It’s been a rocky road at different times in our marriage, and even now we can’t rest and say, “We made it!” because we’re still two very different individuals that can spoil the love we have if we don’t keep working on our relationship.

But as we celebrated our anniversary last week, we made a pact to leave our troubles behind for this one day and focus on a day of celebration. We had a grand (but simple) day together!

Throughout the day I (Cindy) was reminded of something we have posted on our web site in the “Marriage Matters” section in a great article written by Michele Weiner Davis titled, “The Marriage Map.” In this article Michele writes of the various stages of marriage (which each couple visits for varying lengths of time).

Stage One is the passionate stage where you’re “head over heels in love” with each other. Stage Two is where you start wondering, “What was I thinking (in marrying this person)?”—a very disturbing stage indeed! Stage Three is where you try to change each other saying, “Everything would be great if you changed!” Stage Four is where you start to realize that “That’s just the way he/she is” and you start to reconnect and accept your differences more readily. And then Stage Five is the stage we’re in: “Together At Last!”

Here’s what Michele writes about the fifth stage that might speak to your heart in some way:

It’s really a tragedy that half of all couples who wed never get to stage five, when all the pain and hard work of the earlier stages really begins to pay off. Since you’re no longer in a struggle to define who you are and what the marriage should be, there’s more peace and harmony.

Even if you’ve always loved your spouse, you start to notice how much you really like him or her again. And then the strangest thing starts to happen. …You’re pleased to discover that the qualities you saw in your partner so very long ago never really vanished. They were just camouflaged. This renews your feelings of connection.

By the time you reach stage five, you have a shared history. And although you’d both agree that marriage hasn’t been easy, you can feel proud that you’ve weathered the storms. You appreciate your partner’s sense of commitment and dedication to making your marriage last.

SUPPLIED DATA ::
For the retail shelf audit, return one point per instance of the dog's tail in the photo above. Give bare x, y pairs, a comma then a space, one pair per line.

EXERCISES TO COMPLETE ::
1. Transcribe the stretch of the passage about marriage from "Here’s what Michele" through "peace and harmony.".
2. Carry on the passage about marriage, picking up after its final sentence.
The listing stands apart from the passage about marriage and has no tie to it.

RESULTS OF THE TASKS ::
1.
Here’s what Michele writes about the fifth stage that might speak to your heart in some way:

It’s really a tragedy that half of all couples who wed never get to stage five, when all the pain and hard work of the earlier stages really begins to pay off. Since you’re no longer in a struggle to define who you are and what the marriage should be, there’s more peace and harmony.

2.
You also look back and feel good about your accomplishments as a couple, a family and as individuals. You feel more secure about yourself as a person and you begin to appreciate the differences between you and your spouse. And what you don’t appreciate, you find greater acceptance for. You feel closer and more connected.


I kept thinking on our anniversary day, “I wish everyone could get to this stage of marriage because it’s so great!” I know that not everyone can do that. Some people WANT to do that but they have a spouse that manages to sabotage their efforts. 

Despite this, sometimes the hurting spouse is able to hold things together for a period of time and eventually as a result of answered prayer, and living faithfully out their vows, and being a living testimony to their spouse—displaying the love of Christ to them every day, the other spouse wakes up and eventually makes better choices to turn their life around.

Together they eventually make it to that fifth stage of marriage we’re enjoying. (It’s not a perfect stage but it’s still wonderful all the same.) To those who are able to get to this place we celebrate together! Yeah God!

Others are never given that opportunity. And to you, we want to express our deepest sorrow. We’re so sorry your spouse (at this point in time) just isn’t able to comprehend what it is to live faithfully and do the work it takes to get to this place in marriage. We really do cry with you and pray the Lord comforts, strengthens, and helps you in every way you need it.

But in the concluding thoughts of this Marriage Message we want to pass along to you something that was recently written in a wedding ceremony program. We love what it said and pray it’s something this couple will remember and live out for the rest of their lives together.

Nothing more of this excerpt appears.